[Point labeling dataset excerpts]

--------------------

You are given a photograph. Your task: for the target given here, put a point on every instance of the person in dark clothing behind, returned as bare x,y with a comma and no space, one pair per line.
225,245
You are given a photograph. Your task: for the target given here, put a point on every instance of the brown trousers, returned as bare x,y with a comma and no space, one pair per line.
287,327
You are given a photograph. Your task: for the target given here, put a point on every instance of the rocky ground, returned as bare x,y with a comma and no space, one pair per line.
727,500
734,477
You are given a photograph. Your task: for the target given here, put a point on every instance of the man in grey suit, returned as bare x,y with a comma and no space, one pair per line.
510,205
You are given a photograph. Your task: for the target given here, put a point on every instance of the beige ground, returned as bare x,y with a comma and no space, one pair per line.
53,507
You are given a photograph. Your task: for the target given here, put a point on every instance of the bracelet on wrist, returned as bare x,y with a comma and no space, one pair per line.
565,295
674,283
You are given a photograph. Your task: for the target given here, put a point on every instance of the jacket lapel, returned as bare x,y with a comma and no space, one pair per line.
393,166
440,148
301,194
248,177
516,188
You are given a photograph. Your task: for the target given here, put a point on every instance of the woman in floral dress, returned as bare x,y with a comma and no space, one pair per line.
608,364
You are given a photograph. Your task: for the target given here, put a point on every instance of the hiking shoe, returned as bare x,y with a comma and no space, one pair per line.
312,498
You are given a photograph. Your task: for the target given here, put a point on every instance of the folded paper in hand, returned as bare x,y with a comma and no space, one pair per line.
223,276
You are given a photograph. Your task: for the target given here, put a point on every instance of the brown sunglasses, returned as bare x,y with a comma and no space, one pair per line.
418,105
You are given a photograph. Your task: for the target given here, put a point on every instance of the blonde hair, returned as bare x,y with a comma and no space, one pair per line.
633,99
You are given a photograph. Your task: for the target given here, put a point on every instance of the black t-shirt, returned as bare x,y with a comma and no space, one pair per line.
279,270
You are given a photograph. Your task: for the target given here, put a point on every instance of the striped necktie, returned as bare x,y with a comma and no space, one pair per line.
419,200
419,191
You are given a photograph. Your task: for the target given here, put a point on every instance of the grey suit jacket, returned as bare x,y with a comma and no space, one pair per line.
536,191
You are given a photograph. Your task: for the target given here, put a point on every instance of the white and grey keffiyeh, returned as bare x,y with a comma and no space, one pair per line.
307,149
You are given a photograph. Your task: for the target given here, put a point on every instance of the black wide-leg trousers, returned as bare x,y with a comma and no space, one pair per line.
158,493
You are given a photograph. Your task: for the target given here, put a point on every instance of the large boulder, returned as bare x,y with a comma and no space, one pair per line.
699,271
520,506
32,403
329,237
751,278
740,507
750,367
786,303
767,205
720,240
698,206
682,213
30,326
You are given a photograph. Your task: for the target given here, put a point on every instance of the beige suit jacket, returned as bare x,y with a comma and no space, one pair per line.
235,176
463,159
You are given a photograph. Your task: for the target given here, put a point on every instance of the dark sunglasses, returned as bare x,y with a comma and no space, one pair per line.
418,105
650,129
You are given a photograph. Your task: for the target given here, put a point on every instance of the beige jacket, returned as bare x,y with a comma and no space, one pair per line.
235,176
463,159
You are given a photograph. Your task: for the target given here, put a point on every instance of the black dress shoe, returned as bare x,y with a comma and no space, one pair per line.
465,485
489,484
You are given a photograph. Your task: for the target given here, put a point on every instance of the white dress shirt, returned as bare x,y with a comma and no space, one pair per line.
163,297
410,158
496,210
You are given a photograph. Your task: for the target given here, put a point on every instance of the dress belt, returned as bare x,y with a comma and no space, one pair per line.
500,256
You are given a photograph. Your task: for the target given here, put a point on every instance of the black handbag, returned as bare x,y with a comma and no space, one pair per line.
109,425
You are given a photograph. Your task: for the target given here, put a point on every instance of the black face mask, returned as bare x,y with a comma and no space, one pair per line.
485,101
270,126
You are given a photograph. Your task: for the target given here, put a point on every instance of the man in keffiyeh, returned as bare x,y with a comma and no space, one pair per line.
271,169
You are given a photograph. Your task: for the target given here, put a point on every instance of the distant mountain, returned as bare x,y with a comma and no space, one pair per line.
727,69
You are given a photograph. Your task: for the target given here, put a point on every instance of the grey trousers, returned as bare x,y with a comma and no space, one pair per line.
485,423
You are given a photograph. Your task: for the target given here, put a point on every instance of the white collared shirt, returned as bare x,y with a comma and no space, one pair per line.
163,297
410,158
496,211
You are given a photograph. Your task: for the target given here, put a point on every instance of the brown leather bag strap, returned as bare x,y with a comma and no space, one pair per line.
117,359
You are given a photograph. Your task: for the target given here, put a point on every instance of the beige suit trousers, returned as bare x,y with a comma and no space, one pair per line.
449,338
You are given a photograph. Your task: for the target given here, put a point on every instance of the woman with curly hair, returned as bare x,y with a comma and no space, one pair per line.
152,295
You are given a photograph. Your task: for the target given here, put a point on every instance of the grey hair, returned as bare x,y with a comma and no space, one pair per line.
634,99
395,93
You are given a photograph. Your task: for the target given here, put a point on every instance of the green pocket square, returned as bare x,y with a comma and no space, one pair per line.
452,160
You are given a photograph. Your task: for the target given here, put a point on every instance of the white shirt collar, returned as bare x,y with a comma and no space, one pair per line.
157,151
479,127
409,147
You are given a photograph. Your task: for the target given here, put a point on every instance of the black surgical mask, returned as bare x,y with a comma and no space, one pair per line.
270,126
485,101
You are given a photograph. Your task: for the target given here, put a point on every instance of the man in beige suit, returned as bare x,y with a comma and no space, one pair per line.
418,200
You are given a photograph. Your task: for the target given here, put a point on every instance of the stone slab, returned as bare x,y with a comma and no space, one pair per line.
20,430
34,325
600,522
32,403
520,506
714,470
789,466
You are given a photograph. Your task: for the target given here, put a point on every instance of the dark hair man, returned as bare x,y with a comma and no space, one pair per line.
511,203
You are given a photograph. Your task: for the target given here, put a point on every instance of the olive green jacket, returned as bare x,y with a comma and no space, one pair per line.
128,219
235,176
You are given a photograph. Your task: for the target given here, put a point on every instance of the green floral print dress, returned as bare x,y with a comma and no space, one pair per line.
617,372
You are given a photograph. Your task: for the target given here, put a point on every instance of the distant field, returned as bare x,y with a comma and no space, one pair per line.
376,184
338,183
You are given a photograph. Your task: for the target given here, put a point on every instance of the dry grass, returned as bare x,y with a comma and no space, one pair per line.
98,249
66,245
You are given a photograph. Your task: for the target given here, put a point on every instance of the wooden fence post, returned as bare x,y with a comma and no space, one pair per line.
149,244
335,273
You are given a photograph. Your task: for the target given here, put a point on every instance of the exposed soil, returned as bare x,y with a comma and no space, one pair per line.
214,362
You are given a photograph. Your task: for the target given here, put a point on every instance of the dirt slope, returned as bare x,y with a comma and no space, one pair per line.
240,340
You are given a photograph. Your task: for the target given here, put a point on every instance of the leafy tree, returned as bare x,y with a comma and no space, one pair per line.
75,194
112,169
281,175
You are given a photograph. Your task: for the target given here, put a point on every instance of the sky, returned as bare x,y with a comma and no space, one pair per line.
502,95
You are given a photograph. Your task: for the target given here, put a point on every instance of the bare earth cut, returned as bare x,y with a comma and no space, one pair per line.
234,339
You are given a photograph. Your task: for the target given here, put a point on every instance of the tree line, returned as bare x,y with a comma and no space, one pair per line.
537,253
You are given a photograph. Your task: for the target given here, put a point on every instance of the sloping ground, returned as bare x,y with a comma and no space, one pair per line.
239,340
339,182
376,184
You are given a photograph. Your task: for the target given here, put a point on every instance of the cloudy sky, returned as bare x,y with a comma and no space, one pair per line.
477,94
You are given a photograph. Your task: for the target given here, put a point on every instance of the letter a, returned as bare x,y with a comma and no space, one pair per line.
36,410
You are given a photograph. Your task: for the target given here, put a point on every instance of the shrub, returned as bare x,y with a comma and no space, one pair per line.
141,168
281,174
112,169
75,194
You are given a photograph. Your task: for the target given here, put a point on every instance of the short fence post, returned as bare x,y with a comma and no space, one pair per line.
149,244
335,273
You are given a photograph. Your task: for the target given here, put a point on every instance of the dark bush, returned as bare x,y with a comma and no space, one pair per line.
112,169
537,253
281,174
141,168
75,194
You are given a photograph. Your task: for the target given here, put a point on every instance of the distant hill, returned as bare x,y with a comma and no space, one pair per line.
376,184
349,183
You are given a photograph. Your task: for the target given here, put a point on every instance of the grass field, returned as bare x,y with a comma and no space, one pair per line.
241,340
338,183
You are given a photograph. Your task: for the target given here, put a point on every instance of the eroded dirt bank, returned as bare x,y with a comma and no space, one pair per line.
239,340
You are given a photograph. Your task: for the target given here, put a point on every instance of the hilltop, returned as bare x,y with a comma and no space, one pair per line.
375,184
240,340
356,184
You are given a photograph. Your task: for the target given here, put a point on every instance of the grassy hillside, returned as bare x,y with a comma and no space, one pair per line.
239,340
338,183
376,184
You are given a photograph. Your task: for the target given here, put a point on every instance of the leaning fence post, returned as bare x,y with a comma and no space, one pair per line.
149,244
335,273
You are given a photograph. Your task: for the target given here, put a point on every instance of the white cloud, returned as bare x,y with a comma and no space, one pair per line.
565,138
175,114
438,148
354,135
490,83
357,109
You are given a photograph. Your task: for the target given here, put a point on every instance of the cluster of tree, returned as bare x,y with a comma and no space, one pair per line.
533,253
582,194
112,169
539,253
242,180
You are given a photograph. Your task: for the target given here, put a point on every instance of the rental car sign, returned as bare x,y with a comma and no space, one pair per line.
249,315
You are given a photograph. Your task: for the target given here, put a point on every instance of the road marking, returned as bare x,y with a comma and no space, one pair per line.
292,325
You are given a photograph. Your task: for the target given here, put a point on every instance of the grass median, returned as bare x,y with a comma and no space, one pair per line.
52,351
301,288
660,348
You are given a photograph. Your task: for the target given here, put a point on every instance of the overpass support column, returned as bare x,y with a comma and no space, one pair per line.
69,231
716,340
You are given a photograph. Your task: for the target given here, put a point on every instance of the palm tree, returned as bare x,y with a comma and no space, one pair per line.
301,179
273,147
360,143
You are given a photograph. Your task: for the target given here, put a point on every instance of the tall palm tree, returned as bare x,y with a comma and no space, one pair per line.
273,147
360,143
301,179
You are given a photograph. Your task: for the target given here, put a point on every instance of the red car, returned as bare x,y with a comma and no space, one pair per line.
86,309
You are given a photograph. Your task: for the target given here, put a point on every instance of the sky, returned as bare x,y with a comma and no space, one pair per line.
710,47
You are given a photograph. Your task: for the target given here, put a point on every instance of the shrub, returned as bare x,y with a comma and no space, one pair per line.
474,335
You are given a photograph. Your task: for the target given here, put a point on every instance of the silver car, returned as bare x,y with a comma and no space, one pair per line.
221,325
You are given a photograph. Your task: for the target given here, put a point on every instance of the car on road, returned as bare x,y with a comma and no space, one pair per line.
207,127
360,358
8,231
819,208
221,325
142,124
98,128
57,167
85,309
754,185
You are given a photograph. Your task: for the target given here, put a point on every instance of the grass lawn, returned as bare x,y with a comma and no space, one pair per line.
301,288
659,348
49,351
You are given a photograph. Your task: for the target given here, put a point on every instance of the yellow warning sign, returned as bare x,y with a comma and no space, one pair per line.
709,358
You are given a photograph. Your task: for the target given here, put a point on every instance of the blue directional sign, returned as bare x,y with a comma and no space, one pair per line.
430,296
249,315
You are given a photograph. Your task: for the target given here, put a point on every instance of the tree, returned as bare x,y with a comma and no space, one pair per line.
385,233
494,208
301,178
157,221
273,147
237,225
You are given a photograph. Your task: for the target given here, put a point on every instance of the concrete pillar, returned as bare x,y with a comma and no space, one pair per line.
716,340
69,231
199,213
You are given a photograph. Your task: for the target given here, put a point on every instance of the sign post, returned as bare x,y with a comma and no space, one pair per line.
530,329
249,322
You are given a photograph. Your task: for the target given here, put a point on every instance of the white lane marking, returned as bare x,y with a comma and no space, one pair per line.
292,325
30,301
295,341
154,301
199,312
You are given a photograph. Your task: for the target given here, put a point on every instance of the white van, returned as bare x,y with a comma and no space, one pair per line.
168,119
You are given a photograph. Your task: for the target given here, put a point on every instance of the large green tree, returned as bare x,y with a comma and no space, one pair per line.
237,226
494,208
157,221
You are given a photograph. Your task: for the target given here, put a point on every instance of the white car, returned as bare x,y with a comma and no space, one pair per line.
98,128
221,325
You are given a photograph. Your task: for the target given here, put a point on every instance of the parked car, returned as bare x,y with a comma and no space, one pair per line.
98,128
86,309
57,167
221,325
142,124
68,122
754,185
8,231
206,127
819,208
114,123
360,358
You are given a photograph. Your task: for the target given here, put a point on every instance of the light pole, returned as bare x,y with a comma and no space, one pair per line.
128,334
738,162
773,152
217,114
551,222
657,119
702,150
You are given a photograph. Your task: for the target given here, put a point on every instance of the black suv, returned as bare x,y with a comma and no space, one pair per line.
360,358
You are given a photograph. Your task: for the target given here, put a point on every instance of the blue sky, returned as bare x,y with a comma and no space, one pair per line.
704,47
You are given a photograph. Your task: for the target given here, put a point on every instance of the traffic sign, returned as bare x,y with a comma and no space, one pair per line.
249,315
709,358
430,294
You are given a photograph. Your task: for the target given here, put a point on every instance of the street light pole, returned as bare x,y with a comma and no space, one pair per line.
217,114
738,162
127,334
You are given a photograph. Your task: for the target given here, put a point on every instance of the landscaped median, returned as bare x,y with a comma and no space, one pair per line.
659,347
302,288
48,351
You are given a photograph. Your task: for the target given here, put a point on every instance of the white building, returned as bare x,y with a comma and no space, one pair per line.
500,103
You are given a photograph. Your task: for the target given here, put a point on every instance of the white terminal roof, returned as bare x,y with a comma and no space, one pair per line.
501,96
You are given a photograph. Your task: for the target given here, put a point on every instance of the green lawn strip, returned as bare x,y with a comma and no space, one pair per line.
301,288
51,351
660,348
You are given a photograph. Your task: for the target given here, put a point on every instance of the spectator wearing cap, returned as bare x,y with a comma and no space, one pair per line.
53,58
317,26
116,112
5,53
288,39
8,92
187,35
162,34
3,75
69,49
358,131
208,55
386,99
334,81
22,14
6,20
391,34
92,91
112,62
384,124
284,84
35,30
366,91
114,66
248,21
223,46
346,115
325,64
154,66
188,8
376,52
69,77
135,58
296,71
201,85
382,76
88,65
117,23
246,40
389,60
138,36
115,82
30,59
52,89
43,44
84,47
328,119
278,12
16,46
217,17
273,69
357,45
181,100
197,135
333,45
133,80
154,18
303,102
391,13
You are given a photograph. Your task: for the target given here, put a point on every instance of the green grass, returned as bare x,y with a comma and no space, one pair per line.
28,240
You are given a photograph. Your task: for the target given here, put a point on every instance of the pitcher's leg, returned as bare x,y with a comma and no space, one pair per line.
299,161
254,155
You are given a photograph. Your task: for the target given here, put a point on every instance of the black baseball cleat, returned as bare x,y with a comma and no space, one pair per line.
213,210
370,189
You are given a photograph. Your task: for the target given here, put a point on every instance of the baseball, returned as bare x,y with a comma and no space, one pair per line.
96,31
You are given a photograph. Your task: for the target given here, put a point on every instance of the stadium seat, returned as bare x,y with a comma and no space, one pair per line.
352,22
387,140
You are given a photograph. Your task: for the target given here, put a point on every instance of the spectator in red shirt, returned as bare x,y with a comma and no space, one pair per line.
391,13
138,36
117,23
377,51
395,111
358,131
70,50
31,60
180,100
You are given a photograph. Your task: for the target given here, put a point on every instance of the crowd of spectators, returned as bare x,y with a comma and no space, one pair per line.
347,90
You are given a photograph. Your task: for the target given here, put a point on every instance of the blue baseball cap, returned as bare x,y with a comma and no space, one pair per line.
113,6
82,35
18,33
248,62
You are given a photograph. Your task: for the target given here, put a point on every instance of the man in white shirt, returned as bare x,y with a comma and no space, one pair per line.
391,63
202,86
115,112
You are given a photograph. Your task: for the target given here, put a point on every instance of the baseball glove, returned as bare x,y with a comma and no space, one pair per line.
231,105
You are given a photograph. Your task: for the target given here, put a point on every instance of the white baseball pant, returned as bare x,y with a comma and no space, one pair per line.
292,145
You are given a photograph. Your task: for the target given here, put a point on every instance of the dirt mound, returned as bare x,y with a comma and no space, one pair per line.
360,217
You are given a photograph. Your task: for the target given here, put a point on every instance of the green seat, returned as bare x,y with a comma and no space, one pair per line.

--------------------

**REQUEST:** Repeat, without change, each line of the data above from the one that contains "the white baseball" through the final line, counting both.

**THE SOLUTION:**
You are given a photograph. Your task: for the target given here, put a point on every instance of the white baseball pant, returned as bare x,y with a comma and no space, one pair per line.
292,145
You are given a photograph. Your task: for the target given here, put a point on every instance of the dirt mound, returned as bare x,y with a comma and no space, one pair per line.
360,217
You are given a photograph. Your task: for the target given here, put a point on every instance of the green seat, returned as bare x,y with a comma and no space, one pair per line.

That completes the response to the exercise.